▸ EXERCISE INSTRUCTIONS: Starting with the line that contains "positive clicks: (623, 516)" and stopping after the line that contains "negative clicks: (181, 393)", copy the entries below exactly. Include nothing else.

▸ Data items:
+ + +

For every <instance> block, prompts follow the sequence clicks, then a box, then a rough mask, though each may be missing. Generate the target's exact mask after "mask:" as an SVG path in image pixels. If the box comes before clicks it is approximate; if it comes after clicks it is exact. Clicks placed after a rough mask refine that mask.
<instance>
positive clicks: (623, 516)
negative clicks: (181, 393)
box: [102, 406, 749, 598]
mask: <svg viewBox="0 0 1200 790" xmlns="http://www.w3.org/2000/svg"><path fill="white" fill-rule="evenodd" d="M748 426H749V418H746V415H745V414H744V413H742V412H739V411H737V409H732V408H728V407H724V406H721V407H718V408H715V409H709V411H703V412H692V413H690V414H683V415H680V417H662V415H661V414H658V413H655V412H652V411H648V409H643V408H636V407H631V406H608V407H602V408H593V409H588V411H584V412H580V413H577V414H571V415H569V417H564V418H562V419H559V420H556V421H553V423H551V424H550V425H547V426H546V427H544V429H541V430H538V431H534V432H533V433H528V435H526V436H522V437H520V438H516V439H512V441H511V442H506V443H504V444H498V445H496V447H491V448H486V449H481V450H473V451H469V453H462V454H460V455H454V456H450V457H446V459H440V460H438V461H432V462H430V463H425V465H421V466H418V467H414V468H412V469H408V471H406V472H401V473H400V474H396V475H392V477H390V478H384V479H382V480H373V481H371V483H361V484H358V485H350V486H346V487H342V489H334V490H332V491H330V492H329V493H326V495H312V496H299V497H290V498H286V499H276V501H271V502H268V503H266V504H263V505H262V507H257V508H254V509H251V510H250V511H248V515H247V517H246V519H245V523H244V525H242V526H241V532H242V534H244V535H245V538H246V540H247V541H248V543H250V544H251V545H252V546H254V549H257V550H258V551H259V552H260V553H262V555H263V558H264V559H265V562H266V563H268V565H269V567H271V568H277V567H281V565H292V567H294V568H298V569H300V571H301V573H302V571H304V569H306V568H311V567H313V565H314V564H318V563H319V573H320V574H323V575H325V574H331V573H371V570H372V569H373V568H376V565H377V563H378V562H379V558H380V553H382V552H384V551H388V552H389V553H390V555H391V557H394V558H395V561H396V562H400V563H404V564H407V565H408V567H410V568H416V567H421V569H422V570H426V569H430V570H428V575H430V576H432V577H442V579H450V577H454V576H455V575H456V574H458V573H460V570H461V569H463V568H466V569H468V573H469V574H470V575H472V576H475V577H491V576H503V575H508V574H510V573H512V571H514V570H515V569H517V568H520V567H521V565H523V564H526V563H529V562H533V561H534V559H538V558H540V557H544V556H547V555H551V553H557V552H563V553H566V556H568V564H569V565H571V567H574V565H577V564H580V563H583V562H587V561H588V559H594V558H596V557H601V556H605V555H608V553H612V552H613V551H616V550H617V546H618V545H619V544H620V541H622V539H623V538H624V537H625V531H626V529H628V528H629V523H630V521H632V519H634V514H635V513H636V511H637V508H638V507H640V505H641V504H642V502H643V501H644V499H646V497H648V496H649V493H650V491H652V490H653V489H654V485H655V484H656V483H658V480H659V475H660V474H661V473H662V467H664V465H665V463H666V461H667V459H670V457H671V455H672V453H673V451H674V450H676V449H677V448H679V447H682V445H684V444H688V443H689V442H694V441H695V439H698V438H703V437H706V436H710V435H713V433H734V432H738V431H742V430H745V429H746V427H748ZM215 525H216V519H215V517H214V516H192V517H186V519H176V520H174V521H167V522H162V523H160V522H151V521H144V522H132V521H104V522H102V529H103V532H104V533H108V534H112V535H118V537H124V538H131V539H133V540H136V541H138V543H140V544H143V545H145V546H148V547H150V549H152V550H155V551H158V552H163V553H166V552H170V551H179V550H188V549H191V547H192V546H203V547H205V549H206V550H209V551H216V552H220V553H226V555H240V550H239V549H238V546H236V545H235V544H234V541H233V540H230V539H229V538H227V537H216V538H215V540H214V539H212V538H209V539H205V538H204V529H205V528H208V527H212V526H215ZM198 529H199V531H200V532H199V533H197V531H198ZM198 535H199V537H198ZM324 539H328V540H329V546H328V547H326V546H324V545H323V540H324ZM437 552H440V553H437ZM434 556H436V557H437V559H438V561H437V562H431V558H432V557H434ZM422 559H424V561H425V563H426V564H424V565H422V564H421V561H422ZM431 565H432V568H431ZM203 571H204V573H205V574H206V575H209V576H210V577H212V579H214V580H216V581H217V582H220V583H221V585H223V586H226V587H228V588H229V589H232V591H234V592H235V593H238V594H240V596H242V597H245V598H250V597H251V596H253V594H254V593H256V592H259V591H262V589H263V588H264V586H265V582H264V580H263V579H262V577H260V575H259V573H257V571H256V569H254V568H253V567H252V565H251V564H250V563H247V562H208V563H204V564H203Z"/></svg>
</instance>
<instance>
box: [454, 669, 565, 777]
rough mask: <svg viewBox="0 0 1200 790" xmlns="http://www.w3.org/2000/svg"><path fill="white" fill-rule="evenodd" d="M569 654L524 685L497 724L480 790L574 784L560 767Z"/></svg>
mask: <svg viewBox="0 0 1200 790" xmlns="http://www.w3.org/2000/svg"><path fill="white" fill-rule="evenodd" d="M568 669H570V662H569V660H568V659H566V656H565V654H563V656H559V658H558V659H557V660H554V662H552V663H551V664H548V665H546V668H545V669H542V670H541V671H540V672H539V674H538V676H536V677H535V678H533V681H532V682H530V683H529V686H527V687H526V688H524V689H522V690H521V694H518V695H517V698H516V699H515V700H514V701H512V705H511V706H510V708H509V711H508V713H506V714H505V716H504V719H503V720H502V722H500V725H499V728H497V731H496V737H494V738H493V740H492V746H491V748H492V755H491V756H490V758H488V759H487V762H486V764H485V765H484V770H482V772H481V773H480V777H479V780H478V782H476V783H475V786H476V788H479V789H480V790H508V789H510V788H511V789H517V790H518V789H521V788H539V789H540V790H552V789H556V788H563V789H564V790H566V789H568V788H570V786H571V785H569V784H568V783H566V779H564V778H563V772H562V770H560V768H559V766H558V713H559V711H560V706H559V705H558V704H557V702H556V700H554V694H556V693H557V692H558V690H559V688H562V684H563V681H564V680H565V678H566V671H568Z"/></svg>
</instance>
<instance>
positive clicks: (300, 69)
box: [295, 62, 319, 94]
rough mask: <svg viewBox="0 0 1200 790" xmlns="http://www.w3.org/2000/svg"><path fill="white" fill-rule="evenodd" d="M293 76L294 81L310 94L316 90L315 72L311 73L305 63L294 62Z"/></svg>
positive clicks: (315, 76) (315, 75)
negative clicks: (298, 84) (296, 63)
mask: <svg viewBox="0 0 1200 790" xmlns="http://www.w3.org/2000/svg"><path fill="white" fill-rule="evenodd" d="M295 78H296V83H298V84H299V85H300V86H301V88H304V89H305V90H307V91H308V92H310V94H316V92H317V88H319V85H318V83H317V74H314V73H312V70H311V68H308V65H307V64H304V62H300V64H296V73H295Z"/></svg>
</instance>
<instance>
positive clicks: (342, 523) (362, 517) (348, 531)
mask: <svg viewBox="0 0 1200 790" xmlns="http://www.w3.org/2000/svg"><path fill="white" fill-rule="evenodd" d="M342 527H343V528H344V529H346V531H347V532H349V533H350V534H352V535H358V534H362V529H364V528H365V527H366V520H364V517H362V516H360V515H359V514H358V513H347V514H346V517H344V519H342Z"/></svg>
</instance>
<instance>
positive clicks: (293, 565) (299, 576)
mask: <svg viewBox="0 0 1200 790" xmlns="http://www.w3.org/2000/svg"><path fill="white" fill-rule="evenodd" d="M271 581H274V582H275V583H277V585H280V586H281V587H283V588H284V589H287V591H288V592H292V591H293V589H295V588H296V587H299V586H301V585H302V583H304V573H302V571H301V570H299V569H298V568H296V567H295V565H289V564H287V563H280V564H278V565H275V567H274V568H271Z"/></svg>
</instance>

+ + +

▸ EXERCISE OUTPUT:
positive clicks: (623, 516)
negative clicks: (181, 393)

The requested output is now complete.